┌─ Podany tekst

27 czerwca 2013

Masło Shea (Karite) - do mojej codziennej pielęgnacji

Wspaniałe masełko kupiłam, gdy byłam przerażona swoją suchą skórą, z którą koniecznie postanowiłam coś zrobić! :)

Zachęcona licznymi pozytywnymi opiniami na temat tego produktu, postanowiłam go kupić. 
Dlaczego nie zamówiłam go na Biochemii Urody? (tak bardzo polecanej przez mnóstwo osób)
- chwilowo nie miałam możliwości by zrobić przelew, a strona mydlandia.pl oferowała płatność przy odbiorze i dodatkowo mydełko na tej stronie kosztowało tylko 6,27 zł za 100g

Skąd biorą się jego wszechstronne właściwości ?

Masło shea stanowi niezwykłe bogactwo cennych dla skóry składników odżywczych. Zawiera między innymi:

•    Cztery kwasy tłuszczowe: oleinowy, stearynowy, palmitynowy i linolenowy, które są niemal identyczne z kwasami tłuszczowymi znajdującymi się w warstwie rogowej naskórka. Dlatego też jest doskonale tolerowane i wchłaniane przez skórę, która dzięki temu staje się mocniejsza i bardziej elastyczna.
•    Naturalną alantoinę, która koi podrażnienia, regeneruje oraz pomaga zlikwidować przebarwienia.
•    Witaminę E, która zapobiegającej poparzeniom i podrażnieniom oraz chroni skórę przed szkodliwym działaniem wolnych rodników
•    Prowitaminę A (retinol), która ma rewelacyjne działanie odbudowujące i regeneracyjne, a ponadto pobudza komórki skóry do wytwarzania większej ilości kolagenu, co przeciwdziała starzeniu się skóry.

└─

Na podstawie tekstu o maśle shea wyjaśnij, dlaczego skóra tak dobrze je toleruje i wchłania.

┌─ Podane pozycje

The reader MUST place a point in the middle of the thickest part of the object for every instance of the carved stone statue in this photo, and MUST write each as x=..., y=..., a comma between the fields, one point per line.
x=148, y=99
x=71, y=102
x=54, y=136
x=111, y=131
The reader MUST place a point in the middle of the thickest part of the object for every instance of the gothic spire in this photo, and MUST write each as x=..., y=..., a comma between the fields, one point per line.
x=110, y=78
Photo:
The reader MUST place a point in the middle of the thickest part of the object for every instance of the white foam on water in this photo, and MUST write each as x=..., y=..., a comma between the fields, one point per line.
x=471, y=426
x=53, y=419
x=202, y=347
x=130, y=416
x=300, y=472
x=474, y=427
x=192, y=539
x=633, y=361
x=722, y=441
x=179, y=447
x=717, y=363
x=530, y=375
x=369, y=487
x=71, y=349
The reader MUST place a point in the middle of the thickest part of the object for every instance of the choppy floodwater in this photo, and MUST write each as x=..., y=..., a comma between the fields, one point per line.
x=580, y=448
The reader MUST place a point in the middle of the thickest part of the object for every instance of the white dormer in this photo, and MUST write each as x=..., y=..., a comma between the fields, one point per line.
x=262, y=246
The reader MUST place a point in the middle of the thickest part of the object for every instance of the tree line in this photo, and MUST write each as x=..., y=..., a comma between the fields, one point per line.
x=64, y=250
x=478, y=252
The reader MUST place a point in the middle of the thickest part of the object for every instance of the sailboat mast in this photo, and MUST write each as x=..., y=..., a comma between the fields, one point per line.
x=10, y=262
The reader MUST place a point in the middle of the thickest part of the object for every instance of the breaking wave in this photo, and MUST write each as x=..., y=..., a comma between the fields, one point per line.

└─

**Odpowiedź:** Masło shea zawiera cztery kwasy tłuszczowe: oleinowy, stearynowy, palmitynowy i linolenowy. Są one niemal identyczne z kwasami tłuszczowymi w warstwie rogowej naskórka, dlatego skóra dobrze je toleruje i wchłania.